*Task requirements*.
(a) In the page on the BigQuery Data Transfer Service for Amazon S3, which part of an Amazon S3 URI is the only part that must be given?
(b) List every section heading in the page on the BigQuery Data Transfer Service for Amazon S3.

*Supplied passage*.
^^^^^^^^^^^^^^^^
The BigQuery Data Transfer Service for Amazon S3 allows you to automatically schedule and manage recurring load jobs from Amazon S3 into BigQuery.
Supported file formats
The BigQuery Data Transfer Service currently supports loading data from Amazon S3 in one of the following formats:
- Comma-separated values (CSV)
- JSON (newline-delimited)
Supported compression types
The BigQuery Data Transfer Service for Amazon S3 supports loading compressed data. The compression types supported by BigQuery Data Transfer Service are the same as the compression types supported by BigQuery load jobs. For more information, see Loading compressed and uncompressed data.
Amazon S3 prerequisites
To load data from an Amazon S3 data source, you must:
- Provide the Amazon S3 URI for your source data
- Have your access key ID
- Have your secret access key
- Set, at a minimum, the AWS managed policy
AmazonS3ReadOnlyAccesson your Amazon S3 source data
Amazon S3 URIs
When you supply the Amazon S3 URI, the path must be in the following format
s3://bucket/folder1/folder2/... Only the top-level bucket name is required.
^^^^^^^^^^^^^^^^
*Provided records*.
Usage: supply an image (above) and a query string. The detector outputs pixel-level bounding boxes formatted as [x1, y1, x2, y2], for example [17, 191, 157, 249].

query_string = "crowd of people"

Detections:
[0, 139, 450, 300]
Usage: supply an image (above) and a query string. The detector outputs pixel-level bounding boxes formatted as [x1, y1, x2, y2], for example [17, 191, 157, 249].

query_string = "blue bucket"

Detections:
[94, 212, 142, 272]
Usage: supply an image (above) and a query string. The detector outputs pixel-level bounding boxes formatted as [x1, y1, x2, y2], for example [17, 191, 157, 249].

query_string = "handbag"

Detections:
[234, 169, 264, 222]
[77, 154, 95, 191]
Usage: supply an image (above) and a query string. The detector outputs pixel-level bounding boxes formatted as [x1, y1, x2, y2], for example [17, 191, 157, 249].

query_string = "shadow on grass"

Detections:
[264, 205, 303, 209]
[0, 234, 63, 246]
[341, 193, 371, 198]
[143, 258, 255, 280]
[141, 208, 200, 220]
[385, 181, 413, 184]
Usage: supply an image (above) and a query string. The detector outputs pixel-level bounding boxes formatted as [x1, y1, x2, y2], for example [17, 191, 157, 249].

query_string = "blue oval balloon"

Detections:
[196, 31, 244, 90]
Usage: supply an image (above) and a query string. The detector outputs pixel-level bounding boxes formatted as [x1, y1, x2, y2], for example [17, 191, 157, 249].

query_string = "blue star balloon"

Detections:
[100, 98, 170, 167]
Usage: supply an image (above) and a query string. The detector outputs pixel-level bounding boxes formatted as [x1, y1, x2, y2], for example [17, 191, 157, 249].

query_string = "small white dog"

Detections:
^^^^^^^^^^^^^^^^
*Task results*.
(a) The top-level bucket name.

(b)
- Supported file formats
- Supported compression types
- Amazon S3 prerequisites
- Amazon S3 URIs